►

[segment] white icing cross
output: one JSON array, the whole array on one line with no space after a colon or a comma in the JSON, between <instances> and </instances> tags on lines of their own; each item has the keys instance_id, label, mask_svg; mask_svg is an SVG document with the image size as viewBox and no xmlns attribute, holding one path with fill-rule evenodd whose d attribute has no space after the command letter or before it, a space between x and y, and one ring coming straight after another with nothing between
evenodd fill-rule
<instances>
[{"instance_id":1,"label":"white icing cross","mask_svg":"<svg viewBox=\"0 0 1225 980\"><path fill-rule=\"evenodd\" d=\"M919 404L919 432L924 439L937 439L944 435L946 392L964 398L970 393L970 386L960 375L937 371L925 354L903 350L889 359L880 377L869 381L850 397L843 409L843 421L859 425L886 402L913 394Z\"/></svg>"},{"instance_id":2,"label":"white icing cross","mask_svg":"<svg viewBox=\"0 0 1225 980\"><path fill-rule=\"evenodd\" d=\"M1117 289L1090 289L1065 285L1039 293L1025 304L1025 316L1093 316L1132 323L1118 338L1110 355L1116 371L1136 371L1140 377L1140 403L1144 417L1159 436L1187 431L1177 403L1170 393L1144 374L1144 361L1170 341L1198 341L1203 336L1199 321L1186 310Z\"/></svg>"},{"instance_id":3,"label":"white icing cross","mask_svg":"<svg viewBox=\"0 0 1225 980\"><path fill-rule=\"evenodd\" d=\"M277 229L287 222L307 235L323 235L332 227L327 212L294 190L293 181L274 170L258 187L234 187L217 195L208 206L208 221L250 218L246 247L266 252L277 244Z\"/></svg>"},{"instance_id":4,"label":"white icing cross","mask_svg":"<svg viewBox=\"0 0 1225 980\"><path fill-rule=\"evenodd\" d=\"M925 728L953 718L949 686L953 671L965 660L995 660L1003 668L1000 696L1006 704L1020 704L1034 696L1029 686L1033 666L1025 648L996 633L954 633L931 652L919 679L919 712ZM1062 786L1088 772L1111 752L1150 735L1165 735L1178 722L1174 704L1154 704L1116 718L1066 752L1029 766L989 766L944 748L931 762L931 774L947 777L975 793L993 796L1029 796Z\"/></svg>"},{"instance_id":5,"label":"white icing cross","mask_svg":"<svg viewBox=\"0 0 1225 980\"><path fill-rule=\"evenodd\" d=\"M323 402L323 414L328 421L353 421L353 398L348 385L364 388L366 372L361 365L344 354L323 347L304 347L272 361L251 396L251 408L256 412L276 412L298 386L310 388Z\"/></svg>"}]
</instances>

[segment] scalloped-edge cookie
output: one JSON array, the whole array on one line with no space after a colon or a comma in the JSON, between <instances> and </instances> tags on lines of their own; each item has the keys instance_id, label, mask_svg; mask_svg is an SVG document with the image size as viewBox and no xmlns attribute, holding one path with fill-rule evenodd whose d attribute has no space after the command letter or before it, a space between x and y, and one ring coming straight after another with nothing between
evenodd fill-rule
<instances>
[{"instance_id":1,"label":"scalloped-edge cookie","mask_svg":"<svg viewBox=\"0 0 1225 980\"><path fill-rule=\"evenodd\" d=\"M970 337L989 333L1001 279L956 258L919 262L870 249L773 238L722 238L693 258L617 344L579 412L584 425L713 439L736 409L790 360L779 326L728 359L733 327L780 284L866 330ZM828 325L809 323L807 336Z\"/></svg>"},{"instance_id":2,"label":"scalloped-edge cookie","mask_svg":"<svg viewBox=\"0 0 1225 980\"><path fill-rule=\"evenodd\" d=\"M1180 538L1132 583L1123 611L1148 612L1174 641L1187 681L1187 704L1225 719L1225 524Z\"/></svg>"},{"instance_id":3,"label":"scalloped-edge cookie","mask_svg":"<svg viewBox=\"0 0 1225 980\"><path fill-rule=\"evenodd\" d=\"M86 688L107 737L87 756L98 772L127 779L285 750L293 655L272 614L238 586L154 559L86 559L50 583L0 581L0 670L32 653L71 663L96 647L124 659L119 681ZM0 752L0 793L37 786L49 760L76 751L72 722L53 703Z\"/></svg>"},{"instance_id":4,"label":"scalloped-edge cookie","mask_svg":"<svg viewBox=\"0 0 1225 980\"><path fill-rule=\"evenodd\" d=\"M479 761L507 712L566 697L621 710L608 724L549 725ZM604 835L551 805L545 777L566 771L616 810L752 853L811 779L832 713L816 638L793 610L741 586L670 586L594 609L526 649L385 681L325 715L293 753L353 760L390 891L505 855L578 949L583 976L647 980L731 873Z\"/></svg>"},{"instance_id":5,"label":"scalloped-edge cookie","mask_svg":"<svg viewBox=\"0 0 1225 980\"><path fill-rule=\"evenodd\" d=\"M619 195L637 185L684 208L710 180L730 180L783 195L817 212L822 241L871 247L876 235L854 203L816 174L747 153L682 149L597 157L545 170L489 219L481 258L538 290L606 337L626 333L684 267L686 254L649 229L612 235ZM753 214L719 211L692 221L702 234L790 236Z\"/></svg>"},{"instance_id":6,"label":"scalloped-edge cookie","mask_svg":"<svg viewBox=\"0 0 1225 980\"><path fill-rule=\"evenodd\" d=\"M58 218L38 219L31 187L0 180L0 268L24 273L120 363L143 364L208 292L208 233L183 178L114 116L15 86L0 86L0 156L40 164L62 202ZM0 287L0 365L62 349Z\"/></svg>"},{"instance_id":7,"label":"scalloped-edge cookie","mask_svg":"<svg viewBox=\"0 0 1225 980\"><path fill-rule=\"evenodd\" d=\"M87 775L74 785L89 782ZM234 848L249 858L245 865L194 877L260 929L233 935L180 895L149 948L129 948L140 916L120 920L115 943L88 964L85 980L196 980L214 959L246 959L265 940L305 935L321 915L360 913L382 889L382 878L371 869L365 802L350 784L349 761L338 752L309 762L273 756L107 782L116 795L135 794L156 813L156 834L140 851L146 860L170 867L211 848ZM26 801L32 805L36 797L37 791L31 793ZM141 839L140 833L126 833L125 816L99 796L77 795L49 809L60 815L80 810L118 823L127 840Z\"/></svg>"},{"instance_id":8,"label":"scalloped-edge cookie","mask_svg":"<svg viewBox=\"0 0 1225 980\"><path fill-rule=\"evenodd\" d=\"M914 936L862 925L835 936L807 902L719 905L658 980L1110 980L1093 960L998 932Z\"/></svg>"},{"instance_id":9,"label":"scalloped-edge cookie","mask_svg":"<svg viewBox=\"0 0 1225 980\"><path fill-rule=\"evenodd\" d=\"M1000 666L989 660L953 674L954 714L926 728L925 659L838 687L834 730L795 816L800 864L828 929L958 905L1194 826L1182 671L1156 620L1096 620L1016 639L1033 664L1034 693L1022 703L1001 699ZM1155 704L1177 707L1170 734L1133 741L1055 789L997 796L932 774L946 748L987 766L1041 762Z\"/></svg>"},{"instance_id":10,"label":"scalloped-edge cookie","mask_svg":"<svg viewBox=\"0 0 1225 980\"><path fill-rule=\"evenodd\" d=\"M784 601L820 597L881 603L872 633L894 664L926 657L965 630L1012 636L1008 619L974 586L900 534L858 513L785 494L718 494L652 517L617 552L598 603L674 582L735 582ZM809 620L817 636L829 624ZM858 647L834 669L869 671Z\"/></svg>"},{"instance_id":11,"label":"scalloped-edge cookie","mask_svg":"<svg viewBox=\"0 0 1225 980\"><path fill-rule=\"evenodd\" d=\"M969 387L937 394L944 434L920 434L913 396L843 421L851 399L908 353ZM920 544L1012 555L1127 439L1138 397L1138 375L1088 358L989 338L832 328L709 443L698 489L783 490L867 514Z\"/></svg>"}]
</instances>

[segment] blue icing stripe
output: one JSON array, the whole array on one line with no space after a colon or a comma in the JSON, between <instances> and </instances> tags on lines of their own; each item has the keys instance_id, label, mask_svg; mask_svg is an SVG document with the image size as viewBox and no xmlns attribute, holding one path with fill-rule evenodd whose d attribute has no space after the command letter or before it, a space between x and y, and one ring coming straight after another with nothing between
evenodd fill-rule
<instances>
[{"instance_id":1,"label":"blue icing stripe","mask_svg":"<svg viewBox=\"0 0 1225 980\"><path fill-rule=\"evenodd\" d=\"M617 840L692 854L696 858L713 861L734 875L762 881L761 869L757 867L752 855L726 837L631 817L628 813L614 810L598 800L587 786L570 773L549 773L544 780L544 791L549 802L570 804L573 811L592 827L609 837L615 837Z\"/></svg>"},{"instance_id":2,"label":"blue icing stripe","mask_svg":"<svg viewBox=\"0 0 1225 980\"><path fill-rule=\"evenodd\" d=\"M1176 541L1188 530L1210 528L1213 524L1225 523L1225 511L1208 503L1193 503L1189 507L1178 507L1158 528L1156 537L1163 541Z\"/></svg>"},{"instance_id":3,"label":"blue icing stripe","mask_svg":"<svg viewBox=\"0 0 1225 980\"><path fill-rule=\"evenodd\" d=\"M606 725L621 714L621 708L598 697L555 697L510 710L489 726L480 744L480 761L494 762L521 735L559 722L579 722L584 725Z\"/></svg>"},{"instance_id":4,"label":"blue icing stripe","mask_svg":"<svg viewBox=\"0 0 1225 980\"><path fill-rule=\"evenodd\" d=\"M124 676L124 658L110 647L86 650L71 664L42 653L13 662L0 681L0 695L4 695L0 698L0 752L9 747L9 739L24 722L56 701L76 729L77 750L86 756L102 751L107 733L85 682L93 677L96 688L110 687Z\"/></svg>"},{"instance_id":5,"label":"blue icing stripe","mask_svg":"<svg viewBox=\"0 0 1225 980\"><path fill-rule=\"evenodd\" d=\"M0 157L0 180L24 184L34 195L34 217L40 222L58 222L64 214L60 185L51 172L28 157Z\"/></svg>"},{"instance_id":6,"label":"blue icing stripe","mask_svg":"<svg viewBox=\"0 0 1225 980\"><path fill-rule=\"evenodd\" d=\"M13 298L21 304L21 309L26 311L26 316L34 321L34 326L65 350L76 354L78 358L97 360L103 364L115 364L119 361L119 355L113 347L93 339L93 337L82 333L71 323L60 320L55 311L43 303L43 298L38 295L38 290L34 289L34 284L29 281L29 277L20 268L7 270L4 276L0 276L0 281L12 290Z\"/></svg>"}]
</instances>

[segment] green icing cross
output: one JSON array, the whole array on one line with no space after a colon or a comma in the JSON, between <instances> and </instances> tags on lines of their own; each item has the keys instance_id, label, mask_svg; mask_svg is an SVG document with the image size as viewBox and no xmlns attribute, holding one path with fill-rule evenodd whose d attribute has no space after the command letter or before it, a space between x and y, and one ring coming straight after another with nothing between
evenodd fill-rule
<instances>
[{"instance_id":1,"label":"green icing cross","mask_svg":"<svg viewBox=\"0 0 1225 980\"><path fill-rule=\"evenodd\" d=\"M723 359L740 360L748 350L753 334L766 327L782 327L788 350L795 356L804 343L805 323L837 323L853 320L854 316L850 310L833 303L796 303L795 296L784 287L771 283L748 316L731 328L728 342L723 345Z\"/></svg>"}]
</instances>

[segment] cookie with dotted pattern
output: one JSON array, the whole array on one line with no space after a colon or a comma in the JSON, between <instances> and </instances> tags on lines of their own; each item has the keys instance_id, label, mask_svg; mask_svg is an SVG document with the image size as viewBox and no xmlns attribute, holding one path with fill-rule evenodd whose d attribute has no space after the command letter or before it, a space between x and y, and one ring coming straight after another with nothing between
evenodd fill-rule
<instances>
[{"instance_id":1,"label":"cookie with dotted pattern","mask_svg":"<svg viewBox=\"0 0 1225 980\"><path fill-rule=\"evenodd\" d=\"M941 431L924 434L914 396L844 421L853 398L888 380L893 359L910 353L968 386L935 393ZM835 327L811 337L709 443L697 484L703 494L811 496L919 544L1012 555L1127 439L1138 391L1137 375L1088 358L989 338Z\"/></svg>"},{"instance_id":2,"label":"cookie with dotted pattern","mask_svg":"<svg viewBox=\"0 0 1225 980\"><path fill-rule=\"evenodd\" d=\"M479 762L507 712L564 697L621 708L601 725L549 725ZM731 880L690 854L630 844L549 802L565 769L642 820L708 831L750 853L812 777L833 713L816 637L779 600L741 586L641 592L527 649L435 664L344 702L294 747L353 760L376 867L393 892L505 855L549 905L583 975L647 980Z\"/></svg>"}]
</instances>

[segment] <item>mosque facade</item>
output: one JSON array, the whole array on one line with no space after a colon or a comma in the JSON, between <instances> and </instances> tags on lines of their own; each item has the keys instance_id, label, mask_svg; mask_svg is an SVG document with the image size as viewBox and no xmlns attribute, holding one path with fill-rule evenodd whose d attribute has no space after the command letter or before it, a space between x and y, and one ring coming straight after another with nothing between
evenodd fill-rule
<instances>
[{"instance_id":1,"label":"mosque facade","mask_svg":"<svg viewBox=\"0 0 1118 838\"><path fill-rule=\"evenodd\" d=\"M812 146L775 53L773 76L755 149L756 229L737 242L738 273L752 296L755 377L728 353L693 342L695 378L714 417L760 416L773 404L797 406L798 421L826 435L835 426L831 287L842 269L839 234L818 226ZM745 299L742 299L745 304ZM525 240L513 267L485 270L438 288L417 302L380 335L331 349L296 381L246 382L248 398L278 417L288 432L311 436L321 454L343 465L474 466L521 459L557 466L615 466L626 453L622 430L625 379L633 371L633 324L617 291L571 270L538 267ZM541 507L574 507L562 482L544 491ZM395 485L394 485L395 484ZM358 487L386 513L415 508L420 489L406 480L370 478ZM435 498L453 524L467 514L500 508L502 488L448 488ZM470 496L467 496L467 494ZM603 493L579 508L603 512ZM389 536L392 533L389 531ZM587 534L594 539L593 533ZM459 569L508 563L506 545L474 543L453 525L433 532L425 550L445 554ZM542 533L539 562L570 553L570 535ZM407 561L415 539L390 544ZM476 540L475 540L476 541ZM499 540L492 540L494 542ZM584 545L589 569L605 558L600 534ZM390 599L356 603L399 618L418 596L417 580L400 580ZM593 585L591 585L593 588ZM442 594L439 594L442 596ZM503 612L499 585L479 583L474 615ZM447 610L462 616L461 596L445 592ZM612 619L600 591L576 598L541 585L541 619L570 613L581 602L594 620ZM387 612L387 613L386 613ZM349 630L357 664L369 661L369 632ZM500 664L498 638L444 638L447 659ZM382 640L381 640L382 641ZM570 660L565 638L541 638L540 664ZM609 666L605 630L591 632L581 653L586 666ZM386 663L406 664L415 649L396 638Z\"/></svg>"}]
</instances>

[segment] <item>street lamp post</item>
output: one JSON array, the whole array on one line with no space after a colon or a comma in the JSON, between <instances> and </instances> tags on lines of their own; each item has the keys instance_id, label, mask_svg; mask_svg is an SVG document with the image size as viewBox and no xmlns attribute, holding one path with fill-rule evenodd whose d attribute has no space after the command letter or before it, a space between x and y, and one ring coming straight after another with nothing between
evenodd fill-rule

◄

| To do |
Please list each line of the records above that contains the string "pattern", copying every such line in full.

| In response |
[segment] cookie with dotted pattern
[{"instance_id":1,"label":"cookie with dotted pattern","mask_svg":"<svg viewBox=\"0 0 1225 980\"><path fill-rule=\"evenodd\" d=\"M941 431L924 434L914 396L844 421L853 398L888 380L893 359L910 353L968 386L935 393ZM835 327L811 337L709 443L697 484L703 494L811 496L919 544L1012 555L1127 439L1138 391L1137 375L1088 358L989 338Z\"/></svg>"},{"instance_id":2,"label":"cookie with dotted pattern","mask_svg":"<svg viewBox=\"0 0 1225 980\"><path fill-rule=\"evenodd\" d=\"M479 762L507 712L564 697L621 708L601 725L549 725ZM731 880L690 854L630 844L549 802L565 769L642 820L708 831L750 853L812 777L833 713L816 637L779 600L741 586L641 592L527 649L435 664L344 702L294 747L353 760L376 867L393 892L505 855L549 905L583 975L647 980Z\"/></svg>"}]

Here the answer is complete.